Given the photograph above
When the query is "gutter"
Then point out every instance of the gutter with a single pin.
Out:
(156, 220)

-------------------------

#### [EXERCISE DETAILS]
Copy the lines above word for word, changing nothing.

#### [ANSWER TO THE EXERCISE]
Given the photograph above
When the query is "gutter"
Then point out every instance of the gutter with a single pin.
Out:
(156, 220)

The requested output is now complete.